**TEXTAUSZUG:**

────

Bei der NauticPath ist natürlich der Vorteil, daß auf einer MMC-Karte Komplett Nordeuropa drauf ist.

Ist aber auch die Detailgenauigkeiten bei NauticPath + Navionics identisch oder nicht, beispielsweise im Vergleich NauticPath Nordeuropa gegen Navionics Gold XL3 Südwest-Norwegen???

Wer weiß mehr?????


----------



## Kleinfischfänger (17. Juli 2006)

*AW: Norwegen: Navionics Gold XL3 oder NauticPath*

@michel66,
dein username hört sich an, als wärst du auch einer aus dem legendären 66er Jahrgang.

Ich persönlich habe zwar noch keine Navionics gehabt, aber aus diversen Angler-Foren weiss ich, dass die Nautic Path Karten, die ich selber übrigens auch habe, in keinster Weise den Navionics nachstehen.
Es gibt nur einen winzigen Unterscheid, in manchen Hafengebieten werden einige Details nicht, oder nicht genau angezeigt.
Da wir ja normal nicht direkt im Hafen fischen, ist das zu akzeptieren, da die anderen Details und Tiefenlinien gezeigt werden, wie bei den Navionics.

Gruss Kleinfischfänger


----------



## michel66 (17. Juli 2006)

*AW: Norwegen: Navionics Gold XL3 oder NauticPath*

@ Kleinfischfänger

- stimmt mit dem Jahrgang'66 #6 
Wir hatten uns ja übrigens schon mal über das Lowrance iFinder unterhalten und NauticPath Nordeuropa. Einen Mangel habe ich bei der Software allerdings schon entdeckt, z.B.: ist die Elbe im Bereich Glückstadt bei einem bestimmten Zoomausschnitt komplett durch Land ersetzt worden - ist natürlich nicht so schön.

Nun bin ich ein wenig irritiert, ob solch ein Mangel nur ein Einzelfall ist oder evtl. auch andere Gebiete (Norwegen?) davon betroffen sind und ob da die Navionics ggf. genauer ist - deshalb meine Anfrage.


----------



## Kleinfischfänger (17. Juli 2006)

*AW: Norwegen: Navionics Gold XL3 oder NauticPath*

Na dann willkommen im 66er Club, bin auch einer, allerdings ein später (23.12.66).

────

**ERFASSTE EINTRÄGE:**

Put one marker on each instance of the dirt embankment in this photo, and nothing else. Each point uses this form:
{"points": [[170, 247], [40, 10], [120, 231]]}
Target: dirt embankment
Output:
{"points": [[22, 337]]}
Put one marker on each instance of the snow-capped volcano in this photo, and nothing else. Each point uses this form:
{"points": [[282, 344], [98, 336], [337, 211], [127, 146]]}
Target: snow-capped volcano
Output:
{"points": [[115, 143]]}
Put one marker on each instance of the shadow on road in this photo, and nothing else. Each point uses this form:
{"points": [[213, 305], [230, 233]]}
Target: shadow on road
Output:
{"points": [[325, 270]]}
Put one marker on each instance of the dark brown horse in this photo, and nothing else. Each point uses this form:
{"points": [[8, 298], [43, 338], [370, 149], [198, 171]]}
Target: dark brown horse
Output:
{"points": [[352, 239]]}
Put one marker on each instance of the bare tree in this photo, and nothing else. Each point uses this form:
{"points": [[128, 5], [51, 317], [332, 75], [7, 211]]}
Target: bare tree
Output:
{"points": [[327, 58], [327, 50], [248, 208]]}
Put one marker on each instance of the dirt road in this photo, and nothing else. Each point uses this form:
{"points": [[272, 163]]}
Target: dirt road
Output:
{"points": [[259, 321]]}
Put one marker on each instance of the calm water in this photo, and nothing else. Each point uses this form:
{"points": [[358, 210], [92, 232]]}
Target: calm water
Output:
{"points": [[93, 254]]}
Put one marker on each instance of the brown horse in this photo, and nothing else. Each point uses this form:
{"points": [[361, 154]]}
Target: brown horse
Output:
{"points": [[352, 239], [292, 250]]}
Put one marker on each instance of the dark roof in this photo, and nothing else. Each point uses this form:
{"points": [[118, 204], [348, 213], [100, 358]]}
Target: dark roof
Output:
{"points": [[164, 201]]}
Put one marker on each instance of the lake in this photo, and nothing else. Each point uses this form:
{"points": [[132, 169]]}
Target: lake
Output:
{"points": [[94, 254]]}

────

**ZU ERLEDIGENDE AUFGABEN:**
• A. Nenne alle geografischen Namen, die in der Forumsdiskussion über Seekarten vorkommen, jeden nur einmal.
• B. Gib den Abschnitt der Forumsdiskussion zwischen „Ich persönlich habe“ und „den Navionics nachstehen.“ einschließlich wortgetreu wieder.
Stütze dich ausschließlich auf die Forumsdiskussion.

**ANTWORTEN JE AUFGABE:**
• A. Nordeuropa, Südwest-Norwegen, Norwegen, Elbe, Glückstadt

• B.
Ich persönlich habe zwar noch keine Navionics gehabt, aber aus diversen Angler-Foren weiss ich, dass die Nautic Path Karten, die ich selber übrigens auch habe, in keinster Weise den Navionics nachstehen.